- _What is being asked_
In full and without deviation, write out the entries that follow.

- _Input rows_
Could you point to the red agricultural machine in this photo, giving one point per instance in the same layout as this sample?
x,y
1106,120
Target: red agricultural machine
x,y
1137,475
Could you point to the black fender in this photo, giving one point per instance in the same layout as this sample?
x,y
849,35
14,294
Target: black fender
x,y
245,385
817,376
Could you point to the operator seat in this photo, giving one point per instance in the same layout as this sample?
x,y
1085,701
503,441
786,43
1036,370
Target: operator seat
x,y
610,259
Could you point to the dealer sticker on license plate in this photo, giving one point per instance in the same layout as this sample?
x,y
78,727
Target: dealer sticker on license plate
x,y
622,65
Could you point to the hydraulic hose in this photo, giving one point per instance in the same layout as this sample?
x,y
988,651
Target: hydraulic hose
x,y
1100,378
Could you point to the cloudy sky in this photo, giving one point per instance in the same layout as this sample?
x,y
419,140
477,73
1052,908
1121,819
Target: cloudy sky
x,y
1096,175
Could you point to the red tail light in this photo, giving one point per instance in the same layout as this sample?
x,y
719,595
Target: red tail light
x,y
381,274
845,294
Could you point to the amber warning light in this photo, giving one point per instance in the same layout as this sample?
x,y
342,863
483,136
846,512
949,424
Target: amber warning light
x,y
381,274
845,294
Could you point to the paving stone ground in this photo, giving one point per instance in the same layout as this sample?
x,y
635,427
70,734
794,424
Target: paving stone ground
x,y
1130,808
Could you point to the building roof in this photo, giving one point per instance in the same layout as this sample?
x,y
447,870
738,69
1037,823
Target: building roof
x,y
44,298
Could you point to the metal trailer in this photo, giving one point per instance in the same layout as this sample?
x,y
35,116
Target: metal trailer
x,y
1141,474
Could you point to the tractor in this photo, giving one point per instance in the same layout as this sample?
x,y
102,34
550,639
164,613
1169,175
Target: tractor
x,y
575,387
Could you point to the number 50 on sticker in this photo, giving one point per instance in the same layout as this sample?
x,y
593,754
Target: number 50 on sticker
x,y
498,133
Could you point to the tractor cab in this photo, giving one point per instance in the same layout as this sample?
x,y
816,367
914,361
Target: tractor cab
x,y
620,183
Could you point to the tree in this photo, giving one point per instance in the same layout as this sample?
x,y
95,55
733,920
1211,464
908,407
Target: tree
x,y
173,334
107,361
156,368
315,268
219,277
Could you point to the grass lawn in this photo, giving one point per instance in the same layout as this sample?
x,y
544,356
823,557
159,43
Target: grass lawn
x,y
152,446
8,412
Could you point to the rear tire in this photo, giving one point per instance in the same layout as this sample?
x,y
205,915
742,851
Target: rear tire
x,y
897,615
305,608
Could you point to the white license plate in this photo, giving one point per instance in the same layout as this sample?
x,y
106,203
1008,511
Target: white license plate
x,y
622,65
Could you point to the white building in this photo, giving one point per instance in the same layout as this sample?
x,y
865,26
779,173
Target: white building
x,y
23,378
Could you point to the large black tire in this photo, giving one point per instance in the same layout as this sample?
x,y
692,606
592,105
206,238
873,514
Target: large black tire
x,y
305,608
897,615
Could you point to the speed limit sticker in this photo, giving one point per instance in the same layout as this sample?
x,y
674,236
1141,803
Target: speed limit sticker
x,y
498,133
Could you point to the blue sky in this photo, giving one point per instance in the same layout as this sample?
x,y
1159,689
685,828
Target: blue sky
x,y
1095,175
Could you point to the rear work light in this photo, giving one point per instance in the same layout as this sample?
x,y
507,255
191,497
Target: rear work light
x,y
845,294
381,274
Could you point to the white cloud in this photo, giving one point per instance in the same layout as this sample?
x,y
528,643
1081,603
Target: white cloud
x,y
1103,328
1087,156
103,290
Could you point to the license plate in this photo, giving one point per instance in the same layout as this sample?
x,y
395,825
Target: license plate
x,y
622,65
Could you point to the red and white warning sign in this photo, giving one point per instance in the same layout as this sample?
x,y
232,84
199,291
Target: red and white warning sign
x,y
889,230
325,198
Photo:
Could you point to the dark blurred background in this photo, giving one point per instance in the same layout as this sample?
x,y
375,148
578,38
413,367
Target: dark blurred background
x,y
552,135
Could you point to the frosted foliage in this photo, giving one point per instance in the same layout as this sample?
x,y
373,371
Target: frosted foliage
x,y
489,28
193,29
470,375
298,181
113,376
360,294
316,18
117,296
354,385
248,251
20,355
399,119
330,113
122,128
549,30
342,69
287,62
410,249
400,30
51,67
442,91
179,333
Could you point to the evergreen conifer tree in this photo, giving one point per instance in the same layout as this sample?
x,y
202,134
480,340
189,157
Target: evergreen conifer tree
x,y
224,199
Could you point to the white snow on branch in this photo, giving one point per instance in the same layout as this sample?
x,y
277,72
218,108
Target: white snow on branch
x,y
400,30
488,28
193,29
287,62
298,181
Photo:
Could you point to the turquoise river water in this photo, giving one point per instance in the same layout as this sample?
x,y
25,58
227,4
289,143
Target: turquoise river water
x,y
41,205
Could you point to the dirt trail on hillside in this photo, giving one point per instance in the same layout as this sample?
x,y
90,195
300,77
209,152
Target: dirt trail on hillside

- _Result for this task_
Could you point to the red agricultural machine in this photo, giving one point per instance in the same layout as this sample?
x,y
1106,120
Target: red agricultural machine
x,y
1137,475
Could you point to the black fender in this photo, giving one point per instance in the same layout as this sample?
x,y
849,35
14,294
Target: black fender
x,y
245,385
817,376
Could you point to the operator seat in this photo, giving one point per instance in the same layout as this sample?
x,y
1085,701
503,441
786,43
1036,370
Target: operator seat
x,y
610,259
Could you point to the dealer sticker on license plate in this photo, giving one point per instance in the same layout as this sample?
x,y
78,727
Target: dealer sticker on license plate
x,y
622,65
Could you point to the hydraulic hose in this photo, giving one point per instance in the same layout as this sample?
x,y
988,651
Target: hydraulic hose
x,y
1100,378
Could you point to the cloudy sky in this photo, giving one point per instance in the same layout as this sample?
x,y
419,140
477,73
1052,908
1121,819
Target: cloudy sky
x,y
1096,175
Could you point to the red tail light in this photo, giving one point per instance in the same layout as this sample?
x,y
719,595
Target: red tail light
x,y
381,274
845,294
Could you point to the amber warning light in this photo, giving one point per instance in the same layout as this sample?
x,y
342,863
483,136
846,512
949,424
Target: amber warning light
x,y
381,274
845,294
Could you point to the paving stone ground in this photo, giving one point per instance in the same layout as this sample?
x,y
635,427
70,734
794,424
Target: paving stone ground
x,y
1130,808
Could you point to the building roof in this photo, giving one point per instance in the same layout as this sample?
x,y
447,870
738,69
1037,823
Target: building roof
x,y
44,298
Could you point to the metal trailer in this photo, giving one point per instance in the same layout as this sample?
x,y
35,116
Target: metal trailer
x,y
1141,474
Could you point to the tractor in this photo, giving one point per instance in the same layout as this sample?
x,y
102,34
550,639
164,613
1169,175
Target: tractor
x,y
575,387
Could you point to the number 50 on sticker in this photo, giving one point per instance in the same layout as this sample?
x,y
593,754
Target: number 50 on sticker
x,y
498,133
Could you point to the tractor cab in this photo, giving one point per instance in the same layout as this sample?
x,y
816,367
914,361
Target: tractor cab
x,y
620,183
Could you point to the tree in this photo, giving one point per instance in the same layout as this sample?
x,y
95,55
733,920
1211,464
908,407
Target: tree
x,y
173,334
107,361
156,368
315,268
219,277
Could you point to the grass lawn in this photo, giving one point per instance in the same layout as this sample?
x,y
544,356
823,557
159,43
Target: grass lawn
x,y
152,446
8,412
Could you point to the rear tire in this photo, giving one point per instance in the same layout as this sample?
x,y
205,915
742,851
Target: rear tire
x,y
897,615
305,608
Could you point to the white license plate in this photo, giving one point per instance in the same layout as this sample?
x,y
106,203
1008,511
Target: white license plate
x,y
622,65
Could you point to the white building in this photo, giving one point per instance in the same layout as this sample?
x,y
865,26
779,173
Target: white building
x,y
23,378
Could you point to the large black tire in this photo, giving one point per instance in the same layout as this sample?
x,y
692,606
592,105
206,238
873,514
Target: large black tire
x,y
305,608
897,615
Could you point to the speed limit sticker in this photo, giving one point per instance in the same layout as this sample?
x,y
674,236
1141,803
Target: speed limit sticker
x,y
498,133
Could you point to the blue sky in this photo, giving one point per instance in the same layout as this sample?
x,y
1159,689
685,828
Target: blue sky
x,y
1095,175
Could you point to the rear work light in this photo, giving one point per instance in the same layout as this sample?
x,y
507,255
191,497
Target: rear work light
x,y
845,294
381,274
Could you point to the white cloud in this photo, giving one point per instance in the same layout as this sample?
x,y
528,643
1081,603
Target: white cloud
x,y
1103,328
1087,156
103,290
Could you point to the license plate in this photo, giving one point per instance in the same layout as this sample?
x,y
395,825
Target: license plate
x,y
622,65
Could you point to the red and white warning sign in this photo, giving one point per instance in the same layout as this sample?
x,y
232,84
199,291
Target: red and white warning sign
x,y
889,230
325,198
Photo:
Could you point to the dark blurred background in this photo, giving one point per instance in the same layout as this sample?
x,y
375,148
578,38
413,367
Target: dark blurred background
x,y
552,135
Could you point to the frosted foliage in this photo, giving one point per instance in the same layout as this sample?
x,y
373,371
Target: frosted foliage
x,y
489,28
193,29
470,375
298,181
113,376
360,294
316,18
117,296
354,385
248,251
20,355
399,119
330,113
122,128
549,30
342,69
287,62
410,249
400,30
51,67
442,91
179,333
Could you point to the evergreen conifer tree in this photo, giving one point per instance in the same layout as this sample?
x,y
202,134
480,340
189,157
Target: evergreen conifer tree
x,y
224,199
Could you point to the white snow on branch in this photo, giving one point per instance in the same layout as this sample?
x,y
277,72
218,108
Target: white snow on branch
x,y
400,30
488,28
193,29
287,62
298,181
Photo:
Could you point to the turquoise river water in this photo, giving one point per instance in the same layout as this sample?
x,y
25,58
227,4
289,143
Target: turquoise river water
x,y
41,205
Could you point to the dirt trail on hillside in this photo, giving one point per instance in the same layout as this sample?
x,y
90,195
300,77
209,152
Target: dirt trail on hillside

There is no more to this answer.